Start of DATA SHOWN

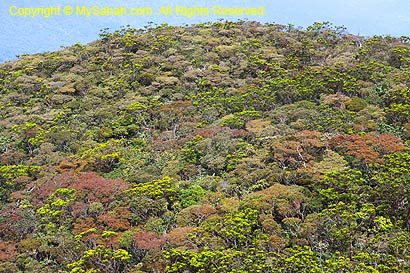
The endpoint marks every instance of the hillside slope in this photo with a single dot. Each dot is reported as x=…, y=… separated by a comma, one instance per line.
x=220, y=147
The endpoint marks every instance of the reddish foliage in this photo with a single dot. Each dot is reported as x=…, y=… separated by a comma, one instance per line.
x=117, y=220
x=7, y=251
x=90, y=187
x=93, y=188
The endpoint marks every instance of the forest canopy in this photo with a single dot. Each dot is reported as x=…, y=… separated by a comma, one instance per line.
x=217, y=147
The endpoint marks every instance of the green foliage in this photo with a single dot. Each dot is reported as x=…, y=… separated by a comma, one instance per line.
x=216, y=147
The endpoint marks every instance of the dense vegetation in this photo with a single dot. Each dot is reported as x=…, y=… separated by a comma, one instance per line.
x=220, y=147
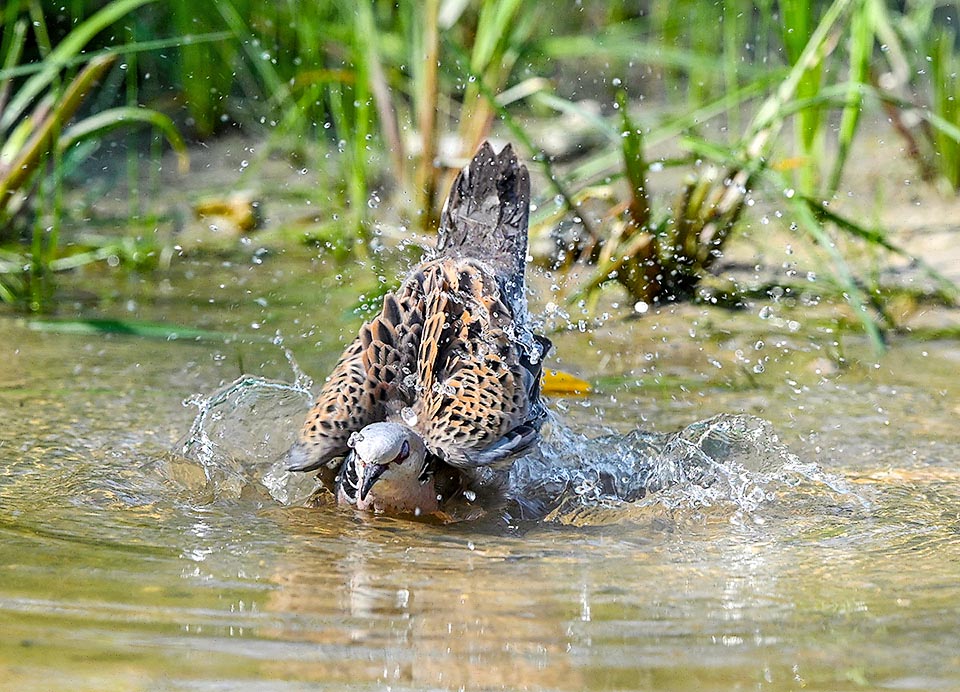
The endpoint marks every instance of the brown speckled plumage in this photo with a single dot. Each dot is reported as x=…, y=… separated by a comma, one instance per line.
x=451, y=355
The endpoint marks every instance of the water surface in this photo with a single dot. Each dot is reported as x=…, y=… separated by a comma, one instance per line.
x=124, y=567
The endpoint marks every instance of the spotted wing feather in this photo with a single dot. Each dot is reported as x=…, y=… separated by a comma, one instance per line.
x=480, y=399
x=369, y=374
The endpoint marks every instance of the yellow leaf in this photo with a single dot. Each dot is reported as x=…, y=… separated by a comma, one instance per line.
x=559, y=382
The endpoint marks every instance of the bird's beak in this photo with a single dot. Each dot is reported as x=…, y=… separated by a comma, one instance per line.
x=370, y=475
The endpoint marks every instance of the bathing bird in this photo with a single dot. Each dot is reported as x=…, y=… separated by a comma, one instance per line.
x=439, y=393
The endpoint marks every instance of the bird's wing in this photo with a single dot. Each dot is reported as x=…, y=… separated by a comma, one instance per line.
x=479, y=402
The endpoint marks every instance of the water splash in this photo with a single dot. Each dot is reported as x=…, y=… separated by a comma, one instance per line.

End of DATA SHOWN

[SHORT EXERCISE]: Can you reproduce verbatim the part of the rows that opens with the line containing "The endpoint marks every instance of the water surface" and closes with the line containing "x=370, y=475"?

[ANSWER TO THIS EXERCISE]:
The endpoint marks every instance of the water surface in this photo with a single dot. Each dot is reported as x=…, y=… separated by a comma, one instance per line.
x=124, y=567
The endpoint marks every instance of the spotted wing feather in this photo with a single dot. Each dot is reported as x=…, y=… separated by a comma, one instance per line.
x=480, y=399
x=369, y=374
The endpoint marks every instance of the yellow leaf in this photo with a single dot. Each dot is reported as x=…, y=… separated by a comma, one instance per line.
x=559, y=382
The endpoint marks every instance of the bird's beak in this photo with a single dot. Each dot is reported as x=…, y=… separated by a comma, one instance per line.
x=370, y=475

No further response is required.